* _YOUR TASK_: Update the records starting at the line that contains "man above, formatted" and ending at the end of the records, changing "dark car" to "parked car" and leaving everything else unchanged. Write out only those lines.

* _Pointing dataset records_:
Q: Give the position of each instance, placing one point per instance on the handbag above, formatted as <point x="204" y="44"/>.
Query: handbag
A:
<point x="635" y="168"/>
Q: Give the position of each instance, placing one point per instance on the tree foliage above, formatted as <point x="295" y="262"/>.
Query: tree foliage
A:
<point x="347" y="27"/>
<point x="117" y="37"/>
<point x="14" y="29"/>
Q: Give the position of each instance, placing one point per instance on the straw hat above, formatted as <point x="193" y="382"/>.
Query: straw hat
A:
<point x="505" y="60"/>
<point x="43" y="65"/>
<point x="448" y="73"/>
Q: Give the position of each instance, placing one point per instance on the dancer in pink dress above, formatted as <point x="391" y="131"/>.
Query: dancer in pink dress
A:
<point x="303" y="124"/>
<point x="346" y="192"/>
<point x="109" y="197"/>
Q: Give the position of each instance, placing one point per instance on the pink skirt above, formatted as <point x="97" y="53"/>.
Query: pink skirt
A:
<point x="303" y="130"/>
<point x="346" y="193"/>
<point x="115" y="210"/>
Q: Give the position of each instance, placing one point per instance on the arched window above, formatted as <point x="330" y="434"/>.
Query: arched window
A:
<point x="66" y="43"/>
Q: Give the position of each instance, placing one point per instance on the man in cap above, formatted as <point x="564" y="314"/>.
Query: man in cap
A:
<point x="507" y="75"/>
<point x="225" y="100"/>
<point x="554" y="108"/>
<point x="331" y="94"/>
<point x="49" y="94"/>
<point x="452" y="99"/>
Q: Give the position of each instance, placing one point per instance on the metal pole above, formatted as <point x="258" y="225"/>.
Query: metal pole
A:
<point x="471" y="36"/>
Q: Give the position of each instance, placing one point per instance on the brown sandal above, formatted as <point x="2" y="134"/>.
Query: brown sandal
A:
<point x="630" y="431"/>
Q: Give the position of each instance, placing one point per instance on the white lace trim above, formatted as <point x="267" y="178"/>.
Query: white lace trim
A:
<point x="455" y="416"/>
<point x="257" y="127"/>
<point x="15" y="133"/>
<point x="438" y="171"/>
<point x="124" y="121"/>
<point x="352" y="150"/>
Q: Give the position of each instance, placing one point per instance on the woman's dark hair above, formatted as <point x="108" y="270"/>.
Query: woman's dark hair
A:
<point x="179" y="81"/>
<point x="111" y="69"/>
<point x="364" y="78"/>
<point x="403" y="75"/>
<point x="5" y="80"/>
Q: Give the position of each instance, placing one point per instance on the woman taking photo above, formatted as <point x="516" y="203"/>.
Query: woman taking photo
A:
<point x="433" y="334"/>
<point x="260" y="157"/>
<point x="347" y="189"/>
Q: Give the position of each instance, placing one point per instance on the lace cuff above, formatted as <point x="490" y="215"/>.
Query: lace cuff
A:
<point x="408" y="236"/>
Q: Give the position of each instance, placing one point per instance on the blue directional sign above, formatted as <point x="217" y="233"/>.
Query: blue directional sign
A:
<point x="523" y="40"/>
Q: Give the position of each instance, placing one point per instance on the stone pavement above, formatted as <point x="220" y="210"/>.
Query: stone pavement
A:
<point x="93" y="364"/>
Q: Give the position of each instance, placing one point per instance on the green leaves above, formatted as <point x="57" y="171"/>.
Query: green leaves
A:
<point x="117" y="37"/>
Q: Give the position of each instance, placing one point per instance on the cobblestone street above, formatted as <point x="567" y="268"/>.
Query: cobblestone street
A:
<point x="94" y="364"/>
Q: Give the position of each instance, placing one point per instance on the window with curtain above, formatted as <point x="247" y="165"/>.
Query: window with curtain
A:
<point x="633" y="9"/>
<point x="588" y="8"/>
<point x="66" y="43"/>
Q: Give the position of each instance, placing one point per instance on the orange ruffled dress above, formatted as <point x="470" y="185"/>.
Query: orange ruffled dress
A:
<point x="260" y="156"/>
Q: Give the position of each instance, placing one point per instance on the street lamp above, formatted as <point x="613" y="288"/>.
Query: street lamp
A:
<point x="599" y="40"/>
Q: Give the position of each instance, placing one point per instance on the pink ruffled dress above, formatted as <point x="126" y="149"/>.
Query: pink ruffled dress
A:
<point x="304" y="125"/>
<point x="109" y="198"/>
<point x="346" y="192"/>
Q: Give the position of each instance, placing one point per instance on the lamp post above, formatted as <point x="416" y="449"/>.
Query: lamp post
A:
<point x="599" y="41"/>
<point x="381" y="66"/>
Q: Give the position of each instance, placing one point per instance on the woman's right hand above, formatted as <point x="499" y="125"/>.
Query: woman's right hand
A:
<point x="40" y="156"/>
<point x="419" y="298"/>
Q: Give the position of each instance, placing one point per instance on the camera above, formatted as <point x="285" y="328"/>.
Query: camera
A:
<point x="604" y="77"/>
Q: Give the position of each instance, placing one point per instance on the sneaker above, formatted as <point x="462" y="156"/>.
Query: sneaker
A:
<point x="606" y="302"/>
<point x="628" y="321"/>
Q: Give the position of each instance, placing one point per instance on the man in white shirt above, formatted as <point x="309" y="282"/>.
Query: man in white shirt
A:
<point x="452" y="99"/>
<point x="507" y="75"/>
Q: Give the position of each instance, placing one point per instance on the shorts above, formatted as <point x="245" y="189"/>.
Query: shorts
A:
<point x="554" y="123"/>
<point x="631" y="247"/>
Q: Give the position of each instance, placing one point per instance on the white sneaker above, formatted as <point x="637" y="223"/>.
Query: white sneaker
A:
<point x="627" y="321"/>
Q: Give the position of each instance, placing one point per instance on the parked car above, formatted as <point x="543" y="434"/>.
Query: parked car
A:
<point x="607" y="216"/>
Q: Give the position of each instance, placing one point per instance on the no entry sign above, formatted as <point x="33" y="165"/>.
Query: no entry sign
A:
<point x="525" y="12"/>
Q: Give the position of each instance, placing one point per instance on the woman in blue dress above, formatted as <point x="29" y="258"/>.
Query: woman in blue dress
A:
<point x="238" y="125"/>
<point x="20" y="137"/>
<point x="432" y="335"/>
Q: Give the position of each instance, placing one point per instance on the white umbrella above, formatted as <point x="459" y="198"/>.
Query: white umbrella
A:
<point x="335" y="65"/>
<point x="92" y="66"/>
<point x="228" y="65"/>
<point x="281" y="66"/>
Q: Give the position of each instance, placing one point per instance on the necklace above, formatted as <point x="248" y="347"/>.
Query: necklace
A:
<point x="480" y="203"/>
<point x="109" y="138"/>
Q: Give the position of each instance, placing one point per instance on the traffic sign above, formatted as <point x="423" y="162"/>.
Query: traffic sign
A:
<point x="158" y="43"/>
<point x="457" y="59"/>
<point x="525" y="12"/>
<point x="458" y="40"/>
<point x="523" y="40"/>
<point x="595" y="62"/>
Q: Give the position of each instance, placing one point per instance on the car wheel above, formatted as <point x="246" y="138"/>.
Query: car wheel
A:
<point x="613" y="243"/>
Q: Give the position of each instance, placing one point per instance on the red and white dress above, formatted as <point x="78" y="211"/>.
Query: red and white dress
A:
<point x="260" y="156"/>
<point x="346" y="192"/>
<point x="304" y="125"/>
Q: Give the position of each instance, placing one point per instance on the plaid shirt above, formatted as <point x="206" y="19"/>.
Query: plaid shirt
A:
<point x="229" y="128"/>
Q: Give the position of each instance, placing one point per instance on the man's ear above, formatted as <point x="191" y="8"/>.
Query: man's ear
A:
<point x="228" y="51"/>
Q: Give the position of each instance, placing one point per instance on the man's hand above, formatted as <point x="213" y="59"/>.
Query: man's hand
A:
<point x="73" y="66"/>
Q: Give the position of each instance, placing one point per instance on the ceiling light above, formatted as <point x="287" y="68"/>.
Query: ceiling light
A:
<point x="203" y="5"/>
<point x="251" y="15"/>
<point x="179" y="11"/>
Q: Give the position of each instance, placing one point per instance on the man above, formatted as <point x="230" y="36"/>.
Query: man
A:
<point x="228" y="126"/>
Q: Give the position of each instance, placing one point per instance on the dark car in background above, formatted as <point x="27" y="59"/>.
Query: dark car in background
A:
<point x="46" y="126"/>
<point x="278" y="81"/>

* _EXERCISE RESPONSE_:
Q: Give the position of each instance, placing one point per instance on the man above, formatted as <point x="230" y="36"/>.
Query: man
A:
<point x="228" y="126"/>
Q: Give the position of each instance, placing one point per instance on the parked car in background above, formatted as <point x="27" y="59"/>.
Query: parked car in background
A:
<point x="46" y="126"/>
<point x="278" y="81"/>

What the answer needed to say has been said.